The Fifth Buddhist Council (; ) took place in Mandalay, Burma (Myanmar) in 1871 CE under the auspices of King Mindon of Burma (Myanmar). The chief objective of this meeting was to recite all the teachings of the Gautama Buddha according to the Pāli Canon of Theravada Buddhism  and examine them in minute detail to see if any of them had been altered, distorted or dropped. It was presided over by three elder bhikkhus, Mahathera Jagarabhivamsa, Narindabhidhaja, and Mahathera Sumangalasami in the company of 2400 monks. Their joint Dhamma recitation lasted five months.

= EXERCISE INSTRUCTIONS =
**1.** Please convert the records into a Markdown table with the columns Row and Line, starting at the line containing "object=pink fingernail" and ending at the line containing "top-left (919, 613), bottom-right (970, 677)", both included. Leave out any blank lines.
**2.** Continue the account of the Fifth Buddhist Council from the point where it stops.

= DATA FOR THIS TASK =
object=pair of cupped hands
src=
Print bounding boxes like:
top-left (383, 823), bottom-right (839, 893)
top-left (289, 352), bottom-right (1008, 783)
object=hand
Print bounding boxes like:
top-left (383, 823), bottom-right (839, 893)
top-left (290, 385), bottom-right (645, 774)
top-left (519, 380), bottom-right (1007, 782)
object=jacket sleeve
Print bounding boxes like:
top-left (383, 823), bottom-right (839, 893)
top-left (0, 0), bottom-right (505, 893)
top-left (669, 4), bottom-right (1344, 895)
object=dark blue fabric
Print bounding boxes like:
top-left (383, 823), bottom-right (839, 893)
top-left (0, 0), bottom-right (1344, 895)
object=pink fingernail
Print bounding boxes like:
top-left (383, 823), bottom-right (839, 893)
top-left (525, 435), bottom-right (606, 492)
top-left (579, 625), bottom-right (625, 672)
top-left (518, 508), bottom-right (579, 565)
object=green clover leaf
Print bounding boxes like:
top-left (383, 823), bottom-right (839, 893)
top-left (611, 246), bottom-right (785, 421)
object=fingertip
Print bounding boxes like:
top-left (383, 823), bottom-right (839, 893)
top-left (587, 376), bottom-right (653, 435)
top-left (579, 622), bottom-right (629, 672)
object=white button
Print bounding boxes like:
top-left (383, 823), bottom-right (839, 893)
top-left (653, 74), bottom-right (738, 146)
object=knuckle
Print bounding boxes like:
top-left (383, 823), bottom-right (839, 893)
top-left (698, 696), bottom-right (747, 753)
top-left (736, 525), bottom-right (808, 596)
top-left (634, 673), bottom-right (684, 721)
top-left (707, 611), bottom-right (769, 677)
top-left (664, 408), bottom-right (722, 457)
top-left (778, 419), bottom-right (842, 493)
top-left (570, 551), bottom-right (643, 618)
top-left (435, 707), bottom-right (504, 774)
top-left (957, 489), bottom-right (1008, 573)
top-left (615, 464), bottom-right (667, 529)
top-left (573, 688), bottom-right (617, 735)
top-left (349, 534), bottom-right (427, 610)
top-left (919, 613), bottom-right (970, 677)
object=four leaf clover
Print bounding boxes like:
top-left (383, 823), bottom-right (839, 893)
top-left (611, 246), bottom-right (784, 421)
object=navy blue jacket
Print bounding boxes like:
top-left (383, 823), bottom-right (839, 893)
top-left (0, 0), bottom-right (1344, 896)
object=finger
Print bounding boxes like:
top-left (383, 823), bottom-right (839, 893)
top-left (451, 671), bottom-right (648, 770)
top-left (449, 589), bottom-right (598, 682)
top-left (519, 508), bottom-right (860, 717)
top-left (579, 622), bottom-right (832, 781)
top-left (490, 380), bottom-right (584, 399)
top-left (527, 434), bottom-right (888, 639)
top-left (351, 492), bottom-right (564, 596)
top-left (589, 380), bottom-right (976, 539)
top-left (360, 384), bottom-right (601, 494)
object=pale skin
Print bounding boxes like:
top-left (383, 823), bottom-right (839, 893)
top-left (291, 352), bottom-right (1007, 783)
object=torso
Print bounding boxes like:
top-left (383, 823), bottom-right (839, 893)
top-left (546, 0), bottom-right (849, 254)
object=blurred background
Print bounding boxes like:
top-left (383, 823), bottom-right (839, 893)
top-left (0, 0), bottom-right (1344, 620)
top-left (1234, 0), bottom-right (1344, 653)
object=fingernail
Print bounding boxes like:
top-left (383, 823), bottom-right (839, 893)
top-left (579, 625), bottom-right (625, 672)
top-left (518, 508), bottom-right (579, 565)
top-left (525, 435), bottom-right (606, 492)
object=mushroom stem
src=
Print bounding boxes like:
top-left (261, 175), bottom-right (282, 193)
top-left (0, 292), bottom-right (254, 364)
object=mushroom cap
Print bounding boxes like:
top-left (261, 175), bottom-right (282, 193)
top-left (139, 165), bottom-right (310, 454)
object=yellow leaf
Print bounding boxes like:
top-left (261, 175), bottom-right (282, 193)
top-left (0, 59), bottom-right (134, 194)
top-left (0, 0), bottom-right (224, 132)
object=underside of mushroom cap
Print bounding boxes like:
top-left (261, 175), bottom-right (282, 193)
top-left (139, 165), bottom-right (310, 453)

= RESULTS =
**1.**
| Row | Line |
|---|---|
| 1 | object=pink fingernail |
| 2 | Print bounding boxes like: |
| 3 | top-left (383, 823), bottom-right (839, 893) |
| 4 | top-left (525, 435), bottom-right (606, 492) |
| 5 | top-left (579, 625), bottom-right (625, 672) |
| 6 | top-left (518, 508), bottom-right (579, 565) |
| 7 | object=green clover leaf |
| 8 | Print bounding boxes like: |
| 9 | top-left (383, 823), bottom-right (839, 893) |
| 10 | top-left (611, 246), bottom-right (785, 421) |
| 11 | object=fingertip |
| 12 | Print bounding boxes like: |
| 13 | top-left (383, 823), bottom-right (839, 893) |
| 14 | top-left (587, 376), bottom-right (653, 435) |
| 15 | top-left (579, 622), bottom-right (629, 672) |
| 16 | object=white button |
| 17 | Print bounding boxes like: |
| 18 | top-left (383, 823), bottom-right (839, 893) |
| 19 | top-left (653, 74), bottom-right (738, 146) |
| 20 | object=knuckle |
| 21 | Print bounding boxes like: |
| 22 | top-left (383, 823), bottom-right (839, 893) |
| 23 | top-left (698, 696), bottom-right (747, 753) |
| 24 | top-left (736, 525), bottom-right (808, 596) |
| 25 | top-left (634, 673), bottom-right (684, 721) |
| 26 | top-left (707, 611), bottom-right (769, 677) |
| 27 | top-left (664, 408), bottom-right (722, 457) |
| 28 | top-left (778, 419), bottom-right (842, 493) |
| 29 | top-left (570, 551), bottom-right (643, 618) |
| 30 | top-left (435, 707), bottom-right (504, 774) |
| 31 | top-left (957, 489), bottom-right (1008, 573) |
| 32 | top-left (615, 464), bottom-right (667, 529) |
| 33 | top-left (573, 688), bottom-right (617, 735) |
| 34 | top-left (349, 534), bottom-right (427, 610) |
| 35 | top-left (919, 613), bottom-right (970, 677) |

**2.**
The Fifth Buddhist council was a Burmese affair, and most other Buddhist countries were not involved in it. It is not generally recognized outside Burma. It has been argued that, since the Theravadin multinational Sixth Buddhist council received the name of "Sixth Buddhist council", this involved implicitly recognizing the fifth, even though most other nations were not involved in the fifth council, and the results of the fifth council were limited to the Burmese edition of the Pali Canon only. However, there were a number of other councils held in Ceylon and Siam between the fourth and sixth, so the total can be made up in other ways.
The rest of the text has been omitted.